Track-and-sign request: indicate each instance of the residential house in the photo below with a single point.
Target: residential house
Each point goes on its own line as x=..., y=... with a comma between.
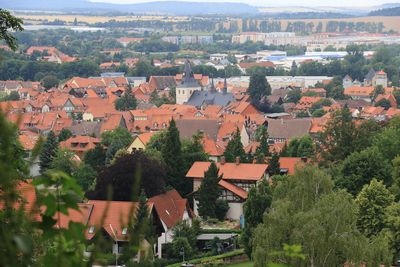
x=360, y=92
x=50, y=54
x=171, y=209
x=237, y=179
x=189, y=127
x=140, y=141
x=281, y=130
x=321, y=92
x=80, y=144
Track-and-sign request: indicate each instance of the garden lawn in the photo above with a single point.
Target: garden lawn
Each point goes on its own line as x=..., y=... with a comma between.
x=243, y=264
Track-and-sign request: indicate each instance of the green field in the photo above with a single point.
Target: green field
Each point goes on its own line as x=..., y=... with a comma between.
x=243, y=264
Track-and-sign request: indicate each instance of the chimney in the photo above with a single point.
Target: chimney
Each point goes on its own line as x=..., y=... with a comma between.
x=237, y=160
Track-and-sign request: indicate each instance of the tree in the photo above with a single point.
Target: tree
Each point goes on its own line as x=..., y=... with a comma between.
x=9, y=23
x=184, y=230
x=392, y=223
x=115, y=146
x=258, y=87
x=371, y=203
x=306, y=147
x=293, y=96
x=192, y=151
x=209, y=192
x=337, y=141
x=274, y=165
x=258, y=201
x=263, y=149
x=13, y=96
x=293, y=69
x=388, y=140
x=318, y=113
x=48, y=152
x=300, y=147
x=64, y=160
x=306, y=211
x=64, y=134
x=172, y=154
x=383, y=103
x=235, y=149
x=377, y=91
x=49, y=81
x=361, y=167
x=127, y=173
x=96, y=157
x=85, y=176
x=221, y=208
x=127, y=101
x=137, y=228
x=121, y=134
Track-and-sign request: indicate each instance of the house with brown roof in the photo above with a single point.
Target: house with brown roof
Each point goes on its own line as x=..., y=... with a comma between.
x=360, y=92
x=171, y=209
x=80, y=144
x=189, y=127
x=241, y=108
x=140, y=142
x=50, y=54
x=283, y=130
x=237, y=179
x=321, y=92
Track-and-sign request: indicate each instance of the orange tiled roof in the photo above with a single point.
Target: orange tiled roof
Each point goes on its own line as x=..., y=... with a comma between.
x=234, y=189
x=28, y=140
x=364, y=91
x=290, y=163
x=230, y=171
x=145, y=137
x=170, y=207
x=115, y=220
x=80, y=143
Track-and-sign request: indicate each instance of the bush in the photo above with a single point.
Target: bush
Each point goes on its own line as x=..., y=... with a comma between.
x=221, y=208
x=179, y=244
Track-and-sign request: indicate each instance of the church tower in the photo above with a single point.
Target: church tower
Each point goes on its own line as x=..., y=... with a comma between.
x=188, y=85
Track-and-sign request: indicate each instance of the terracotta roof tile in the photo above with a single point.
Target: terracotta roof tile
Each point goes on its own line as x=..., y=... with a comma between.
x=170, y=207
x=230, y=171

...

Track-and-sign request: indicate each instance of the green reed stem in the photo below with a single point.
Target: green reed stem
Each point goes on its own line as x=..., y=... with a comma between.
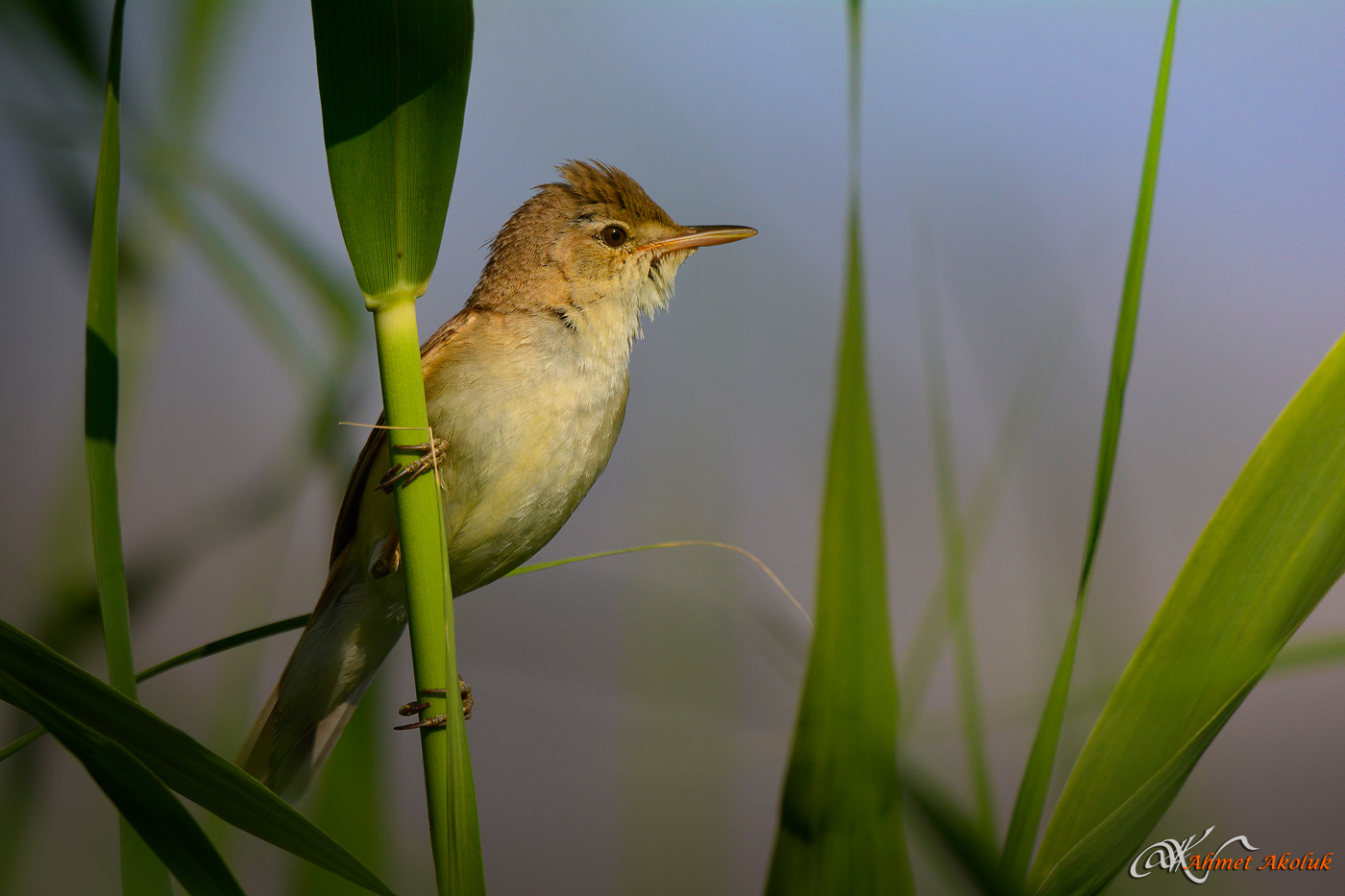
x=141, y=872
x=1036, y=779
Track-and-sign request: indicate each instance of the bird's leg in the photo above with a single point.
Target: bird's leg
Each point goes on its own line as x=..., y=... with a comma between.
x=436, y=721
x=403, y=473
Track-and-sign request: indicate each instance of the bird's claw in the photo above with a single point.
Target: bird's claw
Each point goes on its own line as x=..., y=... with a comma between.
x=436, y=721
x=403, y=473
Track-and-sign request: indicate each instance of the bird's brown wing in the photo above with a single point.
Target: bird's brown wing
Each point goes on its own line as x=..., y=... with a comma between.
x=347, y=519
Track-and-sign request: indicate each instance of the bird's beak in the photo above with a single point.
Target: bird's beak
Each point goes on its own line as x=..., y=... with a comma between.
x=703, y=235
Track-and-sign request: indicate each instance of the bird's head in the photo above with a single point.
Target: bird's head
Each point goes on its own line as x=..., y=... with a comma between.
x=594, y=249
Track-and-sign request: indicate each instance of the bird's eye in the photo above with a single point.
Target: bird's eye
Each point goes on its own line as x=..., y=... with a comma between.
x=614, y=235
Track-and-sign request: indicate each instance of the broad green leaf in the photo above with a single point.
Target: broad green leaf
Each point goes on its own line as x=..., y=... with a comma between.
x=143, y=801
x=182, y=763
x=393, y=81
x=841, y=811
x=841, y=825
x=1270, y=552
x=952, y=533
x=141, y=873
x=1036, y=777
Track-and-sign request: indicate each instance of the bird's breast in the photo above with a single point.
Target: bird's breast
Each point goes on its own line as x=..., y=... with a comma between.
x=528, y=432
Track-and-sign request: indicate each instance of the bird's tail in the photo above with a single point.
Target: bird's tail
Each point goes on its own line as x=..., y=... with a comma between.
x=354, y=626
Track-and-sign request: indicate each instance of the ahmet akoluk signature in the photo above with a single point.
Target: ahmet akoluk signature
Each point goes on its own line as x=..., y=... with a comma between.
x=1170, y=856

---

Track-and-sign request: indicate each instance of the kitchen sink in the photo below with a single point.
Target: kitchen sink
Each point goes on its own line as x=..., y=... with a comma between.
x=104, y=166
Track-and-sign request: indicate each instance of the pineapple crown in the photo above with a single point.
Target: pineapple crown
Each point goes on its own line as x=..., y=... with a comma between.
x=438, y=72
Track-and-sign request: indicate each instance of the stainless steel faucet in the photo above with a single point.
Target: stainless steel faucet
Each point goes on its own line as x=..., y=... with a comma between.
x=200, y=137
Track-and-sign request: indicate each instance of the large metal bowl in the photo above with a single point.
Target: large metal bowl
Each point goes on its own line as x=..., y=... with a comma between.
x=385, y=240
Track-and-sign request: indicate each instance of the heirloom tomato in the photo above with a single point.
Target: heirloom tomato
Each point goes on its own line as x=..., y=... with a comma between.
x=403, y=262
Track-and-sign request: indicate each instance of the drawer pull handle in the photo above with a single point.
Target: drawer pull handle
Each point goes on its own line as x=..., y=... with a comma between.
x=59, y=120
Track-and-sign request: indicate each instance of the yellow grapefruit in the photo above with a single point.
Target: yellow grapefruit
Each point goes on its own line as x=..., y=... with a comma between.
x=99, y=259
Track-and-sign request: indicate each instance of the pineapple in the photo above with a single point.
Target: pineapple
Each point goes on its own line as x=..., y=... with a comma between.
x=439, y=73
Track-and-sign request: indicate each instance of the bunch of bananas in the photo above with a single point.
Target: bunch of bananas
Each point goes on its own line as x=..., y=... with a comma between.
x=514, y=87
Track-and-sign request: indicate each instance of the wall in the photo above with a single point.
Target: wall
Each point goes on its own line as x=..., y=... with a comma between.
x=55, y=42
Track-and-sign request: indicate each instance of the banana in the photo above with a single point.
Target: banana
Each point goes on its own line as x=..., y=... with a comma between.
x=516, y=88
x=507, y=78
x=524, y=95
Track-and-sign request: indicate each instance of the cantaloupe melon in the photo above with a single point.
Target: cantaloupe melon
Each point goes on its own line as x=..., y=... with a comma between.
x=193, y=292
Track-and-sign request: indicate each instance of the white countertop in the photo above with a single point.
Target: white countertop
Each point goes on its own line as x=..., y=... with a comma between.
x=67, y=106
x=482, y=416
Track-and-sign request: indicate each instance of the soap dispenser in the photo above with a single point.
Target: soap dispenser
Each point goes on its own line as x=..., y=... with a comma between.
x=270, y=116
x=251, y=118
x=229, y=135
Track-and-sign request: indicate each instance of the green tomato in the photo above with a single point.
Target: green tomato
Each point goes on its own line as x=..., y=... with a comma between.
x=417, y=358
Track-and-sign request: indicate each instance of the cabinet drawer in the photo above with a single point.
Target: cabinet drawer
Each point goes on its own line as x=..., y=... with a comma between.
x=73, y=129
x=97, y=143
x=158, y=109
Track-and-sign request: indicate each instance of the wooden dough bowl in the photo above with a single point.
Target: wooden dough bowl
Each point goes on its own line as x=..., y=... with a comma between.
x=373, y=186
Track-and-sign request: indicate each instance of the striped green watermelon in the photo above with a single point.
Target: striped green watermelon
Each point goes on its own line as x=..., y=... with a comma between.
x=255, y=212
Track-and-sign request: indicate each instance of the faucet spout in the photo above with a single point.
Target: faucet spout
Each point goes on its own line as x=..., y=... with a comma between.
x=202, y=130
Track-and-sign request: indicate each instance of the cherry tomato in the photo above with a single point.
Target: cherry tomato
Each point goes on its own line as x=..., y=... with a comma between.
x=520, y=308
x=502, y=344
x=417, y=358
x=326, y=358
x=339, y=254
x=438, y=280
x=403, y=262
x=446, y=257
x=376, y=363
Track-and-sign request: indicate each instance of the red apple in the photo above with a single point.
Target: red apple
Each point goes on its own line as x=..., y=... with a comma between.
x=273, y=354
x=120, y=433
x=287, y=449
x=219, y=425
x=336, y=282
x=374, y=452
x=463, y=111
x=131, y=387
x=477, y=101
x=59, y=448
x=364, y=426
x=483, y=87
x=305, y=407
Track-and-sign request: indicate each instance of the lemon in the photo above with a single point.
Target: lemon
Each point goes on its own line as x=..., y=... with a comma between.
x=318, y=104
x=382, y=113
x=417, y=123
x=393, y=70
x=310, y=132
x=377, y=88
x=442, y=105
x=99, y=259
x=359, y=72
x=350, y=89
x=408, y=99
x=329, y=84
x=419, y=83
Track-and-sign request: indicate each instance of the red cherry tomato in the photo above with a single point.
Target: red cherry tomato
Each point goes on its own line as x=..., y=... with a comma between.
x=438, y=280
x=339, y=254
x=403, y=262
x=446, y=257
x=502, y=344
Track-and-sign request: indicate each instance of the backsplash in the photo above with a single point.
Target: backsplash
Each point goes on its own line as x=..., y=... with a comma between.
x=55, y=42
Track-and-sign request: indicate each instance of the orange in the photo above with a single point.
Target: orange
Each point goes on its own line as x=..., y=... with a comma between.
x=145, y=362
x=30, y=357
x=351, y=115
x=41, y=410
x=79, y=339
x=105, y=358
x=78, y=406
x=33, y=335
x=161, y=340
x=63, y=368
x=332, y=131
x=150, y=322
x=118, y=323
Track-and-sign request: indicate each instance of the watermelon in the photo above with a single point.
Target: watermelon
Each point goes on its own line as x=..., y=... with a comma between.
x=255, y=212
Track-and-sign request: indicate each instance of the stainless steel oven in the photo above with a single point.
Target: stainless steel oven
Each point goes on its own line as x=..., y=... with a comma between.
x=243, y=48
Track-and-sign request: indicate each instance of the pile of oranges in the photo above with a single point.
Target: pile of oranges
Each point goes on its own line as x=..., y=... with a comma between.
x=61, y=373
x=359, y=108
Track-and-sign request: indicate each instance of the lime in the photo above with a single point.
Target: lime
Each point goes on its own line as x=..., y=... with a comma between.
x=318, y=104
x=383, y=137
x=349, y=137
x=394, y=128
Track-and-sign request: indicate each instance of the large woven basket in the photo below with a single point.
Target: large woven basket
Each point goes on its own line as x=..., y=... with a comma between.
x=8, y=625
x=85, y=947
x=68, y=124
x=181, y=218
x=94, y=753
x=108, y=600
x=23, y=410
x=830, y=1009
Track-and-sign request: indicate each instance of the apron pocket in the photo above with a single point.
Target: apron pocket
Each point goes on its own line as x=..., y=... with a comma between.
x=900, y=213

§ **Work required**: Copy the rows starting at the one containing "the large metal" and ending at the one containing "x=385, y=240", with "large metal bowl" changed to "steel mixing bowl" and nothing else altered.

§ **Final answer**:
Track-and-sign request: indicate each instance of the steel mixing bowl in the photo above with a single point.
Target: steel mixing bowl
Each point goes on its own line as x=..., y=... with a comma between.
x=385, y=240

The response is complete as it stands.